Data records:
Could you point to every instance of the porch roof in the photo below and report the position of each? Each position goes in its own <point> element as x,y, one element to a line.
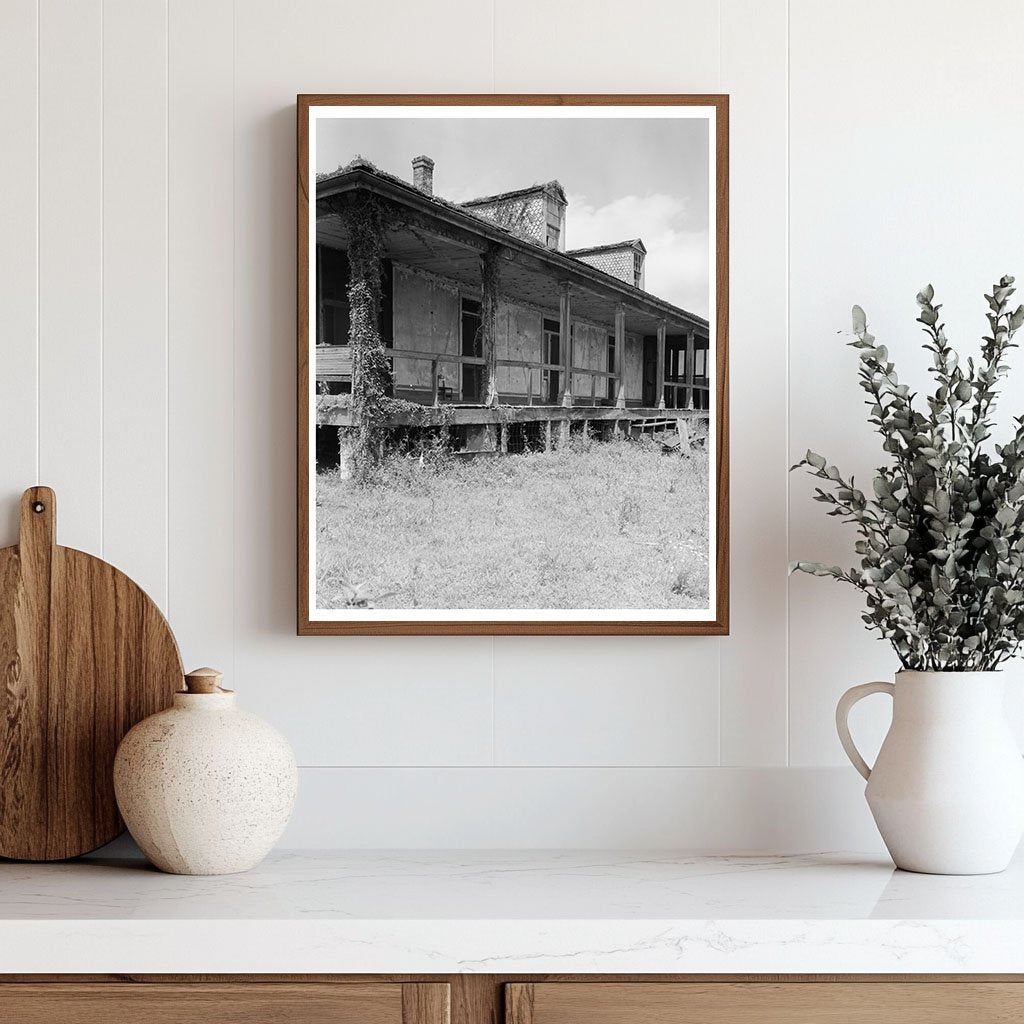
<point>444,239</point>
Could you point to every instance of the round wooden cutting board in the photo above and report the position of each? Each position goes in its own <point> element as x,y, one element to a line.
<point>84,655</point>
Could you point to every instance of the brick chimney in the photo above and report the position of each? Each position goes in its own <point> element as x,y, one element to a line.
<point>423,174</point>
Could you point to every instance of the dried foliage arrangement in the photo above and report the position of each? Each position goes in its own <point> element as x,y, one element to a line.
<point>941,540</point>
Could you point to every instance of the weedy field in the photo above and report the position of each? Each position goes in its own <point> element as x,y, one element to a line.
<point>593,525</point>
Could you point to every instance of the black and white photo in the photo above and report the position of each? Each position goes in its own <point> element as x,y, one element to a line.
<point>512,367</point>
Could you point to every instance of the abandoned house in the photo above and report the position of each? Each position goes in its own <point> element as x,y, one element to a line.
<point>489,326</point>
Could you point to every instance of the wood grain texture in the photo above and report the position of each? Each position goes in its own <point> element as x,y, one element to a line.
<point>816,1003</point>
<point>426,1004</point>
<point>717,627</point>
<point>231,1004</point>
<point>84,655</point>
<point>476,999</point>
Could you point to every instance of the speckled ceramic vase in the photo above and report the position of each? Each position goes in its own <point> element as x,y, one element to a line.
<point>205,788</point>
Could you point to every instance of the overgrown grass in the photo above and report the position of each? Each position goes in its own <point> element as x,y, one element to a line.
<point>595,525</point>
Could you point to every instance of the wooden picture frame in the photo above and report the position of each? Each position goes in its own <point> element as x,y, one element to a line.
<point>322,401</point>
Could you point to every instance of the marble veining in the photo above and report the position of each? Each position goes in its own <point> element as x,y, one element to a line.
<point>510,911</point>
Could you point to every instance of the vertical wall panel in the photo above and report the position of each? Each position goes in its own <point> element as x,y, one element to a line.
<point>134,278</point>
<point>17,258</point>
<point>200,329</point>
<point>609,53</point>
<point>324,46</point>
<point>70,265</point>
<point>754,655</point>
<point>905,169</point>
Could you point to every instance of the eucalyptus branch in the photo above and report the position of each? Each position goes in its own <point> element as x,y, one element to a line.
<point>941,539</point>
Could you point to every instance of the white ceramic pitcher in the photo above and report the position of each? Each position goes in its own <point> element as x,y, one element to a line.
<point>947,788</point>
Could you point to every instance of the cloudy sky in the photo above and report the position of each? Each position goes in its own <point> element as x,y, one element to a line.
<point>625,177</point>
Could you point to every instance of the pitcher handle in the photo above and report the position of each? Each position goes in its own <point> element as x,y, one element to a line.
<point>846,702</point>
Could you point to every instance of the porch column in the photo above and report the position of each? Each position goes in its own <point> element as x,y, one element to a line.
<point>489,274</point>
<point>659,377</point>
<point>365,221</point>
<point>565,340</point>
<point>690,364</point>
<point>620,352</point>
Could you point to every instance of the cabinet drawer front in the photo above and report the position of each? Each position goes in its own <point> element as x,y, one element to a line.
<point>254,1003</point>
<point>793,1003</point>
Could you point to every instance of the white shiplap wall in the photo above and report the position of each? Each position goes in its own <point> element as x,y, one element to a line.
<point>146,282</point>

- [TASK REQUIREMENTS]: Could you rewrite all of the records above as a numbered list, skipping blank lines and leaving out the pictures?

- [RESPONSE TO THIS TASK]:
1. Could you point to every instance of the porch roof in the photo below and report the position of each? Each position goes in its own <point> element as x,y, one element to a line.
2. <point>444,239</point>
3. Could you point to every instance of the round wooden cutting board in the photo above and report the position of each? Each position goes in its own <point> element as x,y, one element to a line.
4. <point>84,655</point>
5. Could you point to every instance of the brick chimney in the photo above and report the position of each? Each position goes in its own <point> element as x,y, one element to a line.
6. <point>423,174</point>
7. Could you point to every instance of the dried foliage arrangement in the photo above and report the position of each? Each position goes in its own <point> element as x,y, one element to a line.
8. <point>941,540</point>
9. Could you point to every instance of the weedy field in the photo above and report the position of each? Each position goes in its own <point> element as x,y, one element to a line.
10. <point>593,525</point>
11. Could you point to every instance of the black and white photo in the photo above and report the position of each? Each position goes in its own <point> element as x,y, one element to a line.
12. <point>512,367</point>
13. Could you point to every instance of the abandoned house in the photo above and report the position of each? Each position goes in its own <point> element as x,y, one element to a line.
14. <point>489,326</point>
15. Could you point to every instance of the wood grain texture in the photo above and report the position of each? Each position goes in its own <point> element as x,y, one element to a line.
16. <point>816,1003</point>
17. <point>426,1004</point>
18. <point>717,627</point>
19. <point>231,1004</point>
20. <point>84,655</point>
21. <point>476,999</point>
22. Could you point to every instance of the speckled ceramic vase in the photo above and report the position of each? Each position goes in its own <point> element as x,y, one element to a line.
23. <point>205,788</point>
24. Could you point to every instance of the overgrown grass in the photo above and report the position of each? Each position goes in its own <point> element as x,y, one element to a line.
25. <point>595,525</point>
26. Could you point to every instance of the wooden picture frame in the photo above and report the position of each? Each position goes in its own <point> element as x,y, one element to a line.
27. <point>322,401</point>
28. Could you point to every instance of the marble veining in the photo above and report the position of each? Each position goes in its own <point> element as x,y, one element to a line.
29. <point>510,911</point>
30. Could you point to every instance of the vertical wall panel in the photo above and report the position of each? Each position goes in its own <point> element as x,y, one element to a line.
31. <point>134,278</point>
32. <point>17,258</point>
33. <point>200,329</point>
34. <point>609,53</point>
35. <point>324,46</point>
36. <point>70,265</point>
37. <point>754,655</point>
38. <point>905,169</point>
39. Could you point to every instance of the eucalyptus branch in the photo above and report the position of each? Each position goes in its own <point> element as x,y, one element to a line.
40. <point>941,539</point>
41. Could you point to every instance of the white ceramic pitcher in the photo above and report the position of each? Each position goes in its own <point> element as x,y, one element to a line.
42. <point>947,788</point>
43. Could you point to every instance of the cloudy sky in the photo above and report the position of each? Each position goes in its own <point> element as x,y, one element to a line.
44. <point>625,177</point>
45. Could you point to every instance of the pitcher handle in the photo above and report the position of each? Each position goes in its own <point> element as x,y, one element to a line.
46. <point>846,702</point>
47. Could you point to every instance of the porch column in the photo above and report the position of each? Each position goes in its own <point> element as x,y, one element to a line.
48. <point>489,274</point>
49. <point>659,377</point>
50. <point>365,221</point>
51. <point>565,340</point>
52. <point>690,364</point>
53. <point>620,352</point>
54. Could you point to every instance of the cabinet drawer front in the photo above and report the position of each? Each position goes in its own <point> element as x,y, one element to a line.
55. <point>254,1003</point>
56. <point>793,1003</point>
57. Could you point to every instance of the white shiplap wall in the photo above and report the position of each? Each position goes in its own <point> element as x,y, one element to a line.
58. <point>146,282</point>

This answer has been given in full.